__Prompt__. Exactly as they appear, output all of the entries.

__Records for processing__.
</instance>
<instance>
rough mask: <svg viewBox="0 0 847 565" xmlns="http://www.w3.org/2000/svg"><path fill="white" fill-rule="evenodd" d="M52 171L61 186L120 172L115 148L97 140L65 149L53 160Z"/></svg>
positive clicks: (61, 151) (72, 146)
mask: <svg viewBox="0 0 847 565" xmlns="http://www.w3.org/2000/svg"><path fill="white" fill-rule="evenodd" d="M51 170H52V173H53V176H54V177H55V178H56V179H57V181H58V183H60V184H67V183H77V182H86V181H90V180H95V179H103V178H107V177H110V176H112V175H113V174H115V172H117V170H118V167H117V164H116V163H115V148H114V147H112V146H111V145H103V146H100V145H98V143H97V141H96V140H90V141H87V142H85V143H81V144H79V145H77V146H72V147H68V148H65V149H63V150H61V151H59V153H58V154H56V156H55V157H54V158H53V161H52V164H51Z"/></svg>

__Solution__.
</instance>
<instance>
rough mask: <svg viewBox="0 0 847 565" xmlns="http://www.w3.org/2000/svg"><path fill="white" fill-rule="evenodd" d="M52 171L61 186L120 172L115 148L97 140L65 149L53 160Z"/></svg>
positive clicks: (61, 151) (72, 146)
mask: <svg viewBox="0 0 847 565" xmlns="http://www.w3.org/2000/svg"><path fill="white" fill-rule="evenodd" d="M51 170H52V173H53V176H54V177H55V178H56V179H57V181H58V183H60V184H67V183H77V182H86V181H90V180H95V179H103V178H107V177H110V176H112V175H113V174H115V172H117V170H118V167H117V164H116V163H115V148H114V147H112V146H111V145H103V146H100V145H98V143H97V141H96V140H90V141H87V142H85V143H81V144H79V145H77V146H72V147H68V148H65V149H63V150H61V151H59V153H58V154H56V156H55V157H54V158H53V161H52V164H51Z"/></svg>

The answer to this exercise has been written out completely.